» Work instruction: For the entries below, report the number of lines containing "blood", without any other content.

──────────────────────────────

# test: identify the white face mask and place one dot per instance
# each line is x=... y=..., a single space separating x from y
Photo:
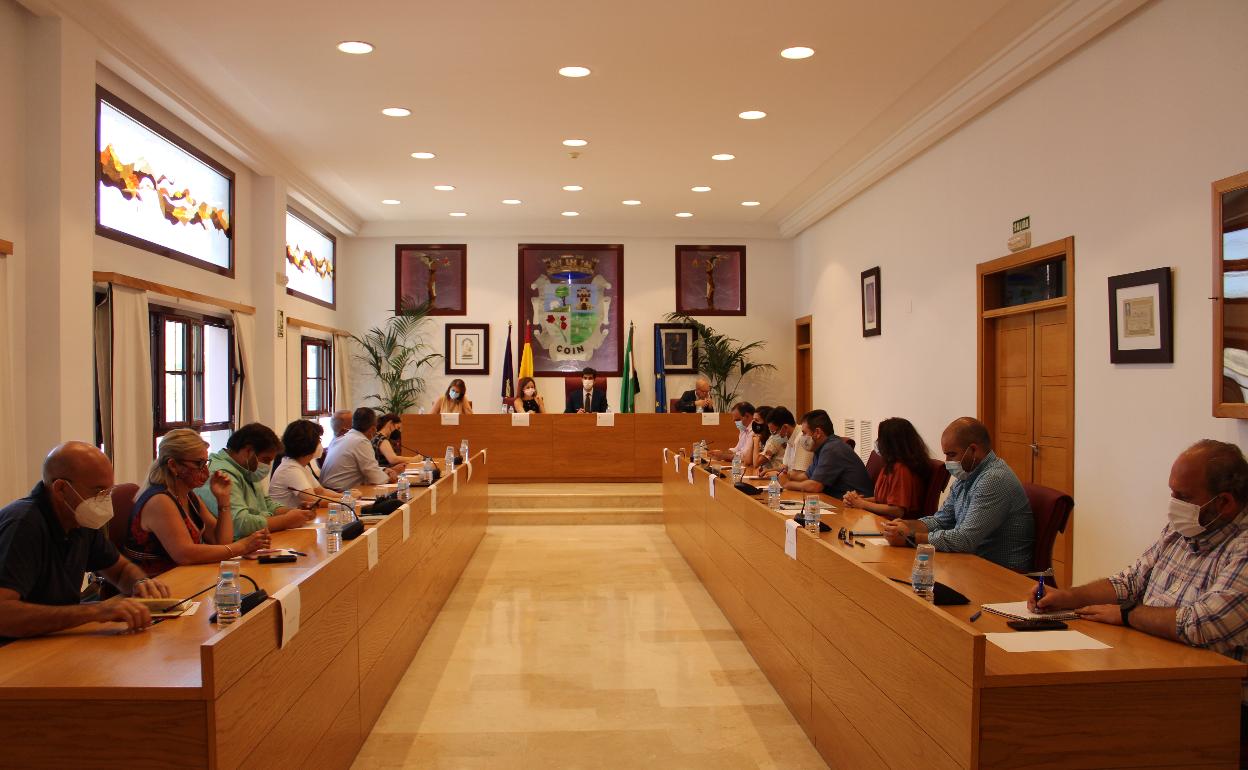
x=1186 y=517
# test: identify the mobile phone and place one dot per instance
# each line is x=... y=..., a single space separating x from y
x=1038 y=624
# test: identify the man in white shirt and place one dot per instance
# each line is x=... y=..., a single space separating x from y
x=351 y=462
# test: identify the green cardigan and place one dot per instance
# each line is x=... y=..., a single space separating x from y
x=248 y=506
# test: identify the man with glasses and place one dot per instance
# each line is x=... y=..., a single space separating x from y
x=53 y=537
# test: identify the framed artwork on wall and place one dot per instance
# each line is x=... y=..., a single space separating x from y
x=871 y=302
x=467 y=348
x=679 y=347
x=710 y=280
x=1141 y=326
x=433 y=273
x=572 y=295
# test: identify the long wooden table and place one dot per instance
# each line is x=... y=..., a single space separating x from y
x=190 y=694
x=879 y=678
x=569 y=447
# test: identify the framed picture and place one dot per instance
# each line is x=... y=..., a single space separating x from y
x=679 y=347
x=467 y=348
x=710 y=280
x=433 y=273
x=310 y=261
x=155 y=191
x=572 y=297
x=1141 y=326
x=871 y=302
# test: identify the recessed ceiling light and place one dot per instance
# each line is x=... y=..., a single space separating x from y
x=798 y=51
x=355 y=46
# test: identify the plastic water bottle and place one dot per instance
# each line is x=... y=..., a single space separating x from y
x=774 y=491
x=229 y=598
x=922 y=575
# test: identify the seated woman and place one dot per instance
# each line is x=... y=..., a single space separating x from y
x=454 y=401
x=386 y=443
x=528 y=398
x=780 y=427
x=170 y=526
x=901 y=486
x=293 y=479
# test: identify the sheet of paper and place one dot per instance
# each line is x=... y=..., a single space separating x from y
x=371 y=540
x=1045 y=642
x=288 y=600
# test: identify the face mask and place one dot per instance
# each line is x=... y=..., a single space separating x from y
x=1186 y=518
x=94 y=513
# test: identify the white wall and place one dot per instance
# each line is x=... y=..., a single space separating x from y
x=1116 y=146
x=367 y=287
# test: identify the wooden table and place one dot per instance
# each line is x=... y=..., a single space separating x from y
x=190 y=694
x=879 y=678
x=569 y=447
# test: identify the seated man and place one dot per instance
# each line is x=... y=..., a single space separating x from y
x=986 y=512
x=247 y=461
x=351 y=462
x=697 y=399
x=834 y=469
x=585 y=394
x=53 y=537
x=1191 y=585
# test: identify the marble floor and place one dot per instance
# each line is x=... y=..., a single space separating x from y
x=583 y=647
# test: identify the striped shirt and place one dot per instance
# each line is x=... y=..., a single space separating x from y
x=1204 y=577
x=987 y=514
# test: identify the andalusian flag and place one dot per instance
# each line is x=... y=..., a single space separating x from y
x=629 y=383
x=527 y=353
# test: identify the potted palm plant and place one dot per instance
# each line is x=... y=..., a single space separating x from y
x=725 y=361
x=396 y=352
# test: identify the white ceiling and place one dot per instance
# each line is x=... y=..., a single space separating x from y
x=668 y=81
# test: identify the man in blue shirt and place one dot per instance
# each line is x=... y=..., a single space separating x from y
x=986 y=512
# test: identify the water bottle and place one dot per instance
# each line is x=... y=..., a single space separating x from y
x=333 y=528
x=774 y=491
x=810 y=513
x=229 y=598
x=922 y=575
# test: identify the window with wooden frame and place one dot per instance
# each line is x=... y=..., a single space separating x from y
x=317 y=377
x=192 y=375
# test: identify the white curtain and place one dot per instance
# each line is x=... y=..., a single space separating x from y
x=245 y=397
x=10 y=481
x=342 y=373
x=131 y=385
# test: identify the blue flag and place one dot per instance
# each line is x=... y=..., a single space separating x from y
x=660 y=383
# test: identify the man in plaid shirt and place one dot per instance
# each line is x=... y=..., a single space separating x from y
x=1192 y=584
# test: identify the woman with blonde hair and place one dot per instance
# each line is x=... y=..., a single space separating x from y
x=170 y=526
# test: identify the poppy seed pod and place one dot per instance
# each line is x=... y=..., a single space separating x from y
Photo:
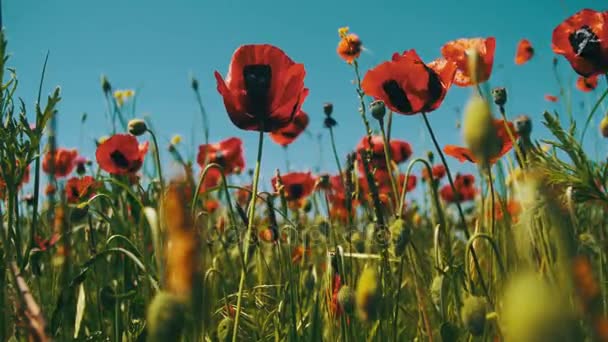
x=473 y=314
x=523 y=125
x=478 y=130
x=346 y=299
x=137 y=127
x=165 y=318
x=604 y=126
x=328 y=108
x=368 y=294
x=378 y=109
x=400 y=236
x=500 y=96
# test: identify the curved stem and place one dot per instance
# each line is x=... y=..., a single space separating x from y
x=450 y=179
x=256 y=178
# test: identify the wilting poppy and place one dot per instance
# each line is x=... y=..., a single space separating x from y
x=587 y=84
x=60 y=162
x=296 y=185
x=121 y=154
x=407 y=85
x=456 y=51
x=524 y=52
x=438 y=171
x=79 y=189
x=227 y=153
x=583 y=40
x=264 y=88
x=400 y=151
x=464 y=154
x=465 y=189
x=350 y=46
x=289 y=133
x=551 y=98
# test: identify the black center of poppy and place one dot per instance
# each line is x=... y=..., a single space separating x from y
x=257 y=83
x=295 y=191
x=119 y=159
x=585 y=43
x=397 y=96
x=435 y=88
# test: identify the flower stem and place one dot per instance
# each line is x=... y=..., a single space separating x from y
x=450 y=179
x=256 y=177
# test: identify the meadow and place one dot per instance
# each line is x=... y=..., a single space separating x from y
x=125 y=246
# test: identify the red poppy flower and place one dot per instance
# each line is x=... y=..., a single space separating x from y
x=407 y=85
x=456 y=51
x=400 y=151
x=551 y=98
x=121 y=154
x=289 y=133
x=78 y=189
x=438 y=172
x=465 y=189
x=524 y=53
x=464 y=154
x=586 y=84
x=228 y=153
x=296 y=185
x=349 y=47
x=264 y=88
x=60 y=162
x=583 y=40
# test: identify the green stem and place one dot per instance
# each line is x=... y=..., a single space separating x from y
x=450 y=179
x=256 y=178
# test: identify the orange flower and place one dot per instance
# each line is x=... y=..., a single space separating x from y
x=456 y=51
x=407 y=85
x=121 y=154
x=78 y=189
x=264 y=88
x=228 y=153
x=586 y=84
x=583 y=40
x=349 y=47
x=289 y=133
x=551 y=98
x=464 y=154
x=59 y=162
x=297 y=185
x=524 y=53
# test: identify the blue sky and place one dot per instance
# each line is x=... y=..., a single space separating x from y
x=155 y=46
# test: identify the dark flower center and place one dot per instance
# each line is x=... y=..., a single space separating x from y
x=119 y=159
x=397 y=96
x=295 y=191
x=257 y=83
x=585 y=43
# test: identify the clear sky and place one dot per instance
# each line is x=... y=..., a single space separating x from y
x=154 y=47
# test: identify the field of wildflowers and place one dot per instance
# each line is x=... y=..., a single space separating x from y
x=104 y=249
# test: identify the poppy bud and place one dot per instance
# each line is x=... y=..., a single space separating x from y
x=368 y=294
x=346 y=299
x=378 y=109
x=500 y=96
x=165 y=318
x=105 y=85
x=523 y=125
x=474 y=314
x=137 y=127
x=224 y=329
x=478 y=130
x=328 y=108
x=604 y=126
x=329 y=122
x=400 y=235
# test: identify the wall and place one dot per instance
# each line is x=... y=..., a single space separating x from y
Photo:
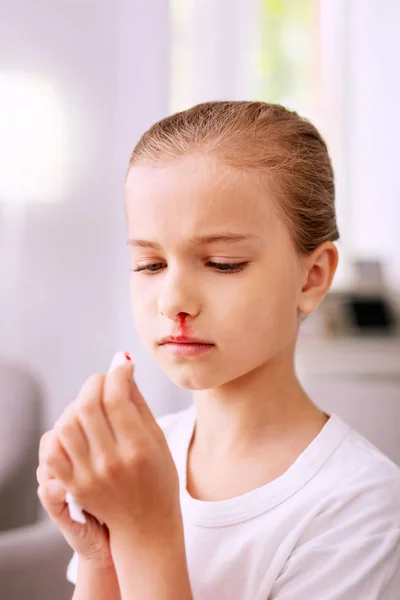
x=107 y=60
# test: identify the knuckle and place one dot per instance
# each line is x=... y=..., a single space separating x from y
x=44 y=443
x=136 y=457
x=107 y=466
x=65 y=428
x=111 y=400
x=88 y=405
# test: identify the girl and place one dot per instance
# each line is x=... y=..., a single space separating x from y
x=253 y=493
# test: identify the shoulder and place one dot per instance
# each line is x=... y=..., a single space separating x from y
x=360 y=490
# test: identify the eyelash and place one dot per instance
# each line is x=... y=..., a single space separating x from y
x=229 y=267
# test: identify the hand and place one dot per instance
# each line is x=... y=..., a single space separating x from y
x=90 y=541
x=110 y=453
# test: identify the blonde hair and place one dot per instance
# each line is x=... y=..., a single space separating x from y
x=268 y=138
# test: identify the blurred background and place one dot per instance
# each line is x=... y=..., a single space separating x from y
x=80 y=81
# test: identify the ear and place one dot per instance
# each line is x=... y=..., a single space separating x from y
x=319 y=267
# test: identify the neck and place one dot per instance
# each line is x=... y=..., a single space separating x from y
x=261 y=407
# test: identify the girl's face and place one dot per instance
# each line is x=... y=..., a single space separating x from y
x=239 y=293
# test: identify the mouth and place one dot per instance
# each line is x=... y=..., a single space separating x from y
x=185 y=346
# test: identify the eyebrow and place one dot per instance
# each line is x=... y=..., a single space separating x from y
x=229 y=238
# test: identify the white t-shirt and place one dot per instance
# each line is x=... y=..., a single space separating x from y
x=327 y=529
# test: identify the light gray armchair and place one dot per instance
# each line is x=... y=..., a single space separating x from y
x=33 y=553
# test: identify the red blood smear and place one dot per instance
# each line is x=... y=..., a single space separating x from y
x=183 y=328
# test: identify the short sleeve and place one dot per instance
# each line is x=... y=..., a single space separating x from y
x=354 y=556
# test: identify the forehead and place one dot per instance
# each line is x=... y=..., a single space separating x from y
x=194 y=195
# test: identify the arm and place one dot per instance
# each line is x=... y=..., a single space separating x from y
x=152 y=569
x=96 y=583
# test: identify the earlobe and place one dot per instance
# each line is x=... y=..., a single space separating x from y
x=320 y=268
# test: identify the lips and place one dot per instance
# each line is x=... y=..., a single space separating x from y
x=183 y=339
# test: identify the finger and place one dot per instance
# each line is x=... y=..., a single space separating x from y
x=144 y=410
x=94 y=422
x=121 y=412
x=45 y=444
x=43 y=474
x=72 y=439
x=52 y=496
x=58 y=463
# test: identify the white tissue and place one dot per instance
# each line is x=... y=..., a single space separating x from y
x=76 y=509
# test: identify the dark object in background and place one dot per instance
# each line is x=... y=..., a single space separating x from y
x=370 y=314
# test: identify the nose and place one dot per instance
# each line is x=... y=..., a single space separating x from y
x=179 y=294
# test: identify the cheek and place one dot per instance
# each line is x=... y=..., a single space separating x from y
x=261 y=312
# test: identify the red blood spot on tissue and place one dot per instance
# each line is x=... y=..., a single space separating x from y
x=183 y=327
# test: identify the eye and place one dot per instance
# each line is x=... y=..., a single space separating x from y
x=153 y=268
x=228 y=267
x=221 y=267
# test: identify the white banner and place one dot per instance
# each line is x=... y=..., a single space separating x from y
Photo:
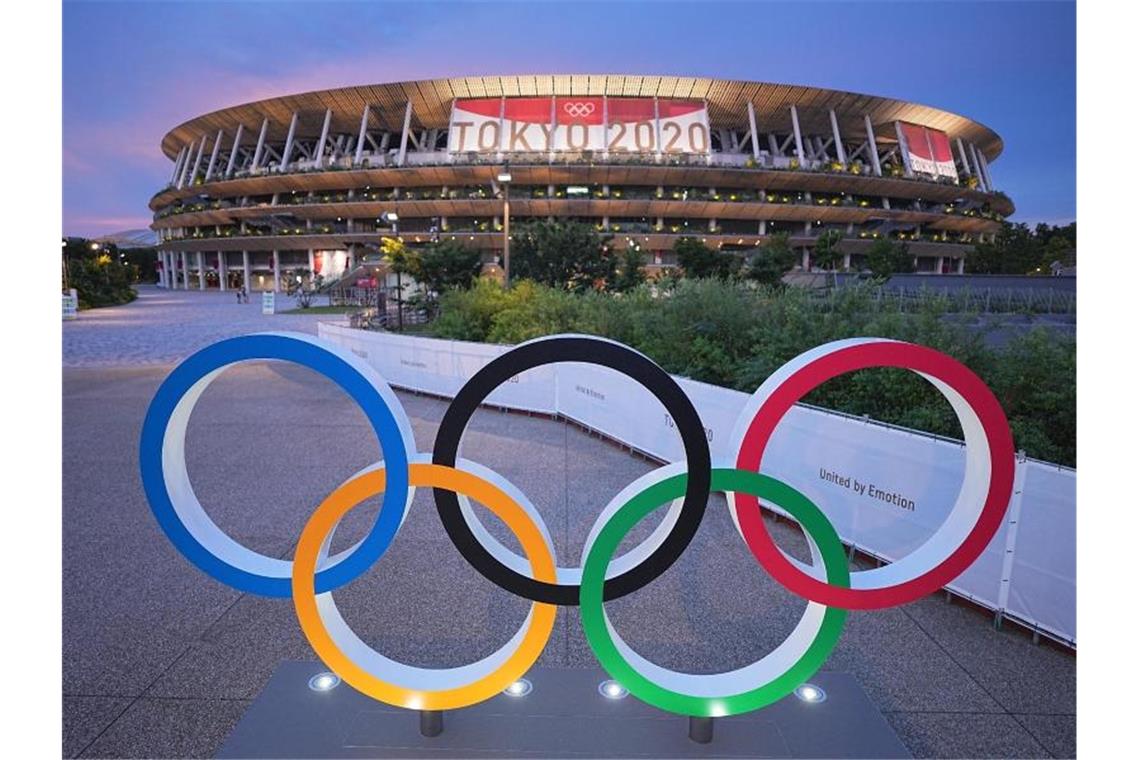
x=885 y=489
x=597 y=123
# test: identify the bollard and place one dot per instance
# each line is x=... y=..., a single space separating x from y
x=700 y=729
x=431 y=722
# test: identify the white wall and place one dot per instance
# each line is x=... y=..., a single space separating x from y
x=1027 y=572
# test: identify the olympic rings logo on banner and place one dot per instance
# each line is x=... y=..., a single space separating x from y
x=828 y=585
x=578 y=108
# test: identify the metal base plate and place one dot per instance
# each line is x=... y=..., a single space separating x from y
x=564 y=716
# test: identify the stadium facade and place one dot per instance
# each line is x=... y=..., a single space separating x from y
x=314 y=181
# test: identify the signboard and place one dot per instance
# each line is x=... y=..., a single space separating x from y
x=71 y=304
x=928 y=150
x=552 y=124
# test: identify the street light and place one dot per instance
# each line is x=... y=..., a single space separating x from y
x=504 y=179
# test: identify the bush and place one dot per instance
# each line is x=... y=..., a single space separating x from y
x=735 y=334
x=102 y=282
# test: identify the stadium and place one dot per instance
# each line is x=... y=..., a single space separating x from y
x=314 y=181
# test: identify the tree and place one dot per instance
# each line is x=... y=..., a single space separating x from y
x=827 y=254
x=886 y=258
x=768 y=263
x=1016 y=251
x=629 y=274
x=569 y=255
x=100 y=272
x=444 y=266
x=700 y=261
x=400 y=260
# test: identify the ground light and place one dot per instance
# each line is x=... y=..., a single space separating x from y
x=811 y=693
x=324 y=681
x=612 y=689
x=521 y=687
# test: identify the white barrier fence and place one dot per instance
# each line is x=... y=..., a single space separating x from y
x=886 y=489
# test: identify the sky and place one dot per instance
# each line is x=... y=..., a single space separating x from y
x=132 y=71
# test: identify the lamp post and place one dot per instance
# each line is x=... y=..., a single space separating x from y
x=504 y=179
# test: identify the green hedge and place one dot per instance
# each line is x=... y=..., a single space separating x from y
x=735 y=335
x=102 y=282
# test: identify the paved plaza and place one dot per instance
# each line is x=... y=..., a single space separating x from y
x=160 y=660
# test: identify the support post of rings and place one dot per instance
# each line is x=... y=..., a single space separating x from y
x=825 y=582
x=431 y=722
x=700 y=729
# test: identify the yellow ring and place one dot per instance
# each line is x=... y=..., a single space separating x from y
x=422 y=474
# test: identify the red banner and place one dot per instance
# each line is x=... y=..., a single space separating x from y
x=567 y=123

──────────────────────────────

» The completed task: 2